What you need to do:
Lines before the one containing "Exercise. Point to the window" are excluded; reproduce that line and all lines after it in the entries below, exactly.

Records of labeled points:

◇ ◇ ◇ ◇ ◇

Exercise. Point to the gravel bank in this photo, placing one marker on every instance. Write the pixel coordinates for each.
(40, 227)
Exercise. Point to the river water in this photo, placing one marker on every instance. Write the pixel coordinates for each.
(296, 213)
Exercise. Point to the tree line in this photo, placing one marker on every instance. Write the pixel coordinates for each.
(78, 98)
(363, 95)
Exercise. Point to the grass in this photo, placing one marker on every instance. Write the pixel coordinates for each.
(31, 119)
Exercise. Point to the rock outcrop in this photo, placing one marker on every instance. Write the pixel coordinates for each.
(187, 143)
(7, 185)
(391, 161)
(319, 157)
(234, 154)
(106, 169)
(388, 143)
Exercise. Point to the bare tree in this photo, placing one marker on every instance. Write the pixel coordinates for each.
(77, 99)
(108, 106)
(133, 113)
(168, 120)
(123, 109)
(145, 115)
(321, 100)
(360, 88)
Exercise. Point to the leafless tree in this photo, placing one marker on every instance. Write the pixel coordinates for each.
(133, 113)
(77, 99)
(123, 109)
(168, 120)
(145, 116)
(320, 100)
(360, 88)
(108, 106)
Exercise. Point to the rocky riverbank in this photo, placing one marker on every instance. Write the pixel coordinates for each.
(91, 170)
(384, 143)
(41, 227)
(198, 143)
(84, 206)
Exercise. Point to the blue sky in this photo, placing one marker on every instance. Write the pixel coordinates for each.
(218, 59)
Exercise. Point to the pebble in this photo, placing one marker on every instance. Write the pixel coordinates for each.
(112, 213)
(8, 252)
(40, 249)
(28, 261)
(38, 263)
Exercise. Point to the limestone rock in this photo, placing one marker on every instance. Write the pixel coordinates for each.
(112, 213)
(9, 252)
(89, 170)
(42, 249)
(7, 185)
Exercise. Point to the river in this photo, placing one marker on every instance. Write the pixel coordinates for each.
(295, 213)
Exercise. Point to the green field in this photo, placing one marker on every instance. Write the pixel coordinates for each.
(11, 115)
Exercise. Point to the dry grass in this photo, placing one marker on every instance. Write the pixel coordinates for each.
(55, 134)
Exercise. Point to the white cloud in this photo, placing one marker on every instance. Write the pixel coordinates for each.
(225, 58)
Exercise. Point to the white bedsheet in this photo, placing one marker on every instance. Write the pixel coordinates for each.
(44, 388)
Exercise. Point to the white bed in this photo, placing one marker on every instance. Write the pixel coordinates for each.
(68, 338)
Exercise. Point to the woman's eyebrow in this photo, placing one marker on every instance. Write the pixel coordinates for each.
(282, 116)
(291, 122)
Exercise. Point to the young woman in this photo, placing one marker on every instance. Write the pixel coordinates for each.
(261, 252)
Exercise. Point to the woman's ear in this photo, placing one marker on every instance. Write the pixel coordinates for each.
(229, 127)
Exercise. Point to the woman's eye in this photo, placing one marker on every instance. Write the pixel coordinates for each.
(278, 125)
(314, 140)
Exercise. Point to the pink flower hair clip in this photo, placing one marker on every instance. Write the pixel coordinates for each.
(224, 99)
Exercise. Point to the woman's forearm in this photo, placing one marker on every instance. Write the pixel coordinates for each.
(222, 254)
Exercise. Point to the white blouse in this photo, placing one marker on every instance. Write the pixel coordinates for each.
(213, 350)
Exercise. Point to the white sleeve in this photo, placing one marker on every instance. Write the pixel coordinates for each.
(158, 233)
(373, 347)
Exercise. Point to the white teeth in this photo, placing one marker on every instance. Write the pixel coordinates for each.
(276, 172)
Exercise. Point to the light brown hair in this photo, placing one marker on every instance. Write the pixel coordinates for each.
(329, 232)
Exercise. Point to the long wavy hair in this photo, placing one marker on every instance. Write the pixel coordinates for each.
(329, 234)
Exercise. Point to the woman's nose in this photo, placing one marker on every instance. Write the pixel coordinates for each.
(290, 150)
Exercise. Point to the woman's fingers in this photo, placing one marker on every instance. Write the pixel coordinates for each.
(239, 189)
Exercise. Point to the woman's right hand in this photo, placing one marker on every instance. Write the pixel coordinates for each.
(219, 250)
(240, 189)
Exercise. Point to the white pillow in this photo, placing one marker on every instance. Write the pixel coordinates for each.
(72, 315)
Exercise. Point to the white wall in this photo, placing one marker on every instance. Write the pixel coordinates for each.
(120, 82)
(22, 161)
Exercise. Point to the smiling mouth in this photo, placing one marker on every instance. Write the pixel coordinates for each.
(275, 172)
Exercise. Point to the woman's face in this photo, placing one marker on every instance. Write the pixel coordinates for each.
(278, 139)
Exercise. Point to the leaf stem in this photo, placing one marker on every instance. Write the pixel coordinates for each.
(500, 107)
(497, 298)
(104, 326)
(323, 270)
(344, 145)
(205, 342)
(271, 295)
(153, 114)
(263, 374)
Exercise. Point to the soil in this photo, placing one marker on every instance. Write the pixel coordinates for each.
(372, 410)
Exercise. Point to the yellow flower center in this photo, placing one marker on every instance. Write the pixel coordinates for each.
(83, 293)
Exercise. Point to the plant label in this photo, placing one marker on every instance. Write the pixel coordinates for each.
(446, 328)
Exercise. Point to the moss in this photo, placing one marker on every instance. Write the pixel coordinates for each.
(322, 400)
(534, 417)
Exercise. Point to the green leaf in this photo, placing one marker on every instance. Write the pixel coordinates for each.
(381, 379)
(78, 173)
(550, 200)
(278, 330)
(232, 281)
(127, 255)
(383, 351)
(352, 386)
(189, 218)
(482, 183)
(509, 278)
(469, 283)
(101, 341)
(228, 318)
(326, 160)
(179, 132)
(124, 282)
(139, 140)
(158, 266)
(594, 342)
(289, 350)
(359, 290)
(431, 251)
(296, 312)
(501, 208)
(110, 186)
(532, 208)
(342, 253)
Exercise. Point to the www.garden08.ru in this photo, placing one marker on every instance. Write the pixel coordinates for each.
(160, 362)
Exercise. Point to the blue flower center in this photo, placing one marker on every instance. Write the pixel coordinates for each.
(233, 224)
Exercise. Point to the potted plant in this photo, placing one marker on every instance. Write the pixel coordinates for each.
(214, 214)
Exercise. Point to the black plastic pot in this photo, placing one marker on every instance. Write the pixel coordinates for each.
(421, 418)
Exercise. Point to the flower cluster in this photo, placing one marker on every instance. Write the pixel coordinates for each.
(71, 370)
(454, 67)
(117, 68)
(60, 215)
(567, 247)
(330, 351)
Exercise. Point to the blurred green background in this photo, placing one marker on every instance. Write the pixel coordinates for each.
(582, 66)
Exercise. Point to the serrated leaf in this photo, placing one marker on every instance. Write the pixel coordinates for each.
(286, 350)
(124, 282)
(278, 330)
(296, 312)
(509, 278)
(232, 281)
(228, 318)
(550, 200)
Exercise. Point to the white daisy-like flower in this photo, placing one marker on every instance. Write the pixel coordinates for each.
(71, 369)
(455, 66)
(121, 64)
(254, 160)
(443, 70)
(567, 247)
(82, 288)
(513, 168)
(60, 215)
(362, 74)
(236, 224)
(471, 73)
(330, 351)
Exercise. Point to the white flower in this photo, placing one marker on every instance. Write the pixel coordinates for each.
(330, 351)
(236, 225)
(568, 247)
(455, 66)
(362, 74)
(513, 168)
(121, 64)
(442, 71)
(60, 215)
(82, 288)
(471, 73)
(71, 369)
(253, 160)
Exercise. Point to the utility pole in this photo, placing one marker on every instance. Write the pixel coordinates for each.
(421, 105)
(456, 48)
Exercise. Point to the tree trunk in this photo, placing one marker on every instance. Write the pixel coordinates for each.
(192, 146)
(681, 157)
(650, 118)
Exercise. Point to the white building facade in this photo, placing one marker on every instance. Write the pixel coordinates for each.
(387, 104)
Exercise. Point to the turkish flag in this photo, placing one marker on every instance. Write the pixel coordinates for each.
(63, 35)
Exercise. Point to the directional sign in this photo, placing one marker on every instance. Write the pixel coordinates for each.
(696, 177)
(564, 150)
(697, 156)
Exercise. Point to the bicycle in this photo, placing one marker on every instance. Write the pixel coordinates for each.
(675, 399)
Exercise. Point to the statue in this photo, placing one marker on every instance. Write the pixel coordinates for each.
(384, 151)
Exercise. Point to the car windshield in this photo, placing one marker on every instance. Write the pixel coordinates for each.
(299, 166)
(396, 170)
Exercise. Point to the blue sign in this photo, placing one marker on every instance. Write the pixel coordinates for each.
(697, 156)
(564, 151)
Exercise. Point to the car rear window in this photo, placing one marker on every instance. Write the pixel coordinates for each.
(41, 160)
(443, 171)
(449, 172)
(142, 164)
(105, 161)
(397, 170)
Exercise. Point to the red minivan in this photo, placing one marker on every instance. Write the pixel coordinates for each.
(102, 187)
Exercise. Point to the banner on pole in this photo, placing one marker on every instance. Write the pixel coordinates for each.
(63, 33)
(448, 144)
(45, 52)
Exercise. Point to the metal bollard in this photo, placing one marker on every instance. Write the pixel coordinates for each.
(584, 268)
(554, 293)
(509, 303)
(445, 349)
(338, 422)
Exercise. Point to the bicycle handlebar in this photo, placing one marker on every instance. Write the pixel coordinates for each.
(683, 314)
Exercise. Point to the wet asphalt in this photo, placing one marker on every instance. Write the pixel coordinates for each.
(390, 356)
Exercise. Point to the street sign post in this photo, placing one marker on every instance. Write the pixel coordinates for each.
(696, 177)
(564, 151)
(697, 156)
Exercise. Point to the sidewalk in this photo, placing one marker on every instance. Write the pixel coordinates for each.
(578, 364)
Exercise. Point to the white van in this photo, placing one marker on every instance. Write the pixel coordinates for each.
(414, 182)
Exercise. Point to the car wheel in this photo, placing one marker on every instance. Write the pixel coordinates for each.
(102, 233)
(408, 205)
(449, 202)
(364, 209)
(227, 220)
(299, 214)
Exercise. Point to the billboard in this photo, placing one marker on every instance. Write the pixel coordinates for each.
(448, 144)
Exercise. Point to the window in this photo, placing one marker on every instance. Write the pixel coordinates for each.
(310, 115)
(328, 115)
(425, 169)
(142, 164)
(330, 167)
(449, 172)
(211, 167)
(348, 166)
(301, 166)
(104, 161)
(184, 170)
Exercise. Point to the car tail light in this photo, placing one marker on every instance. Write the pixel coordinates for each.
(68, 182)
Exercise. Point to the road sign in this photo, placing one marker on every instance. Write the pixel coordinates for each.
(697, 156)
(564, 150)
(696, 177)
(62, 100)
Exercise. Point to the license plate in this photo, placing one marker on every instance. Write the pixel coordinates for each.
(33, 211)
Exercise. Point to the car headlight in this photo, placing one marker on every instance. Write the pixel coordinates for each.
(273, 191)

◇ ◇ ◇ ◇ ◇

The completed task:
Exercise. Point to the window in this photo, placing one marker on every instance. Write the pixel coordinates for each.
(310, 115)
(328, 115)
(425, 169)
(142, 164)
(330, 167)
(449, 172)
(211, 167)
(348, 166)
(301, 166)
(104, 161)
(184, 170)
Exercise. Point to the car tail light in this photo, placing one marker on every instance. Write the pixel coordinates for each.
(68, 182)
Exercise. Point to the road sign in this photo, placing one marker on every instance. Write the pixel coordinates for each.
(697, 156)
(564, 150)
(696, 177)
(62, 100)
Exercise. Point to the license plate in this photo, placing one marker on every instance. Write the pixel coordinates for each.
(33, 211)
Exercise. Point to the car headlight in this photo, placing one marker on every instance. Write the pixel coordinates for each.
(273, 191)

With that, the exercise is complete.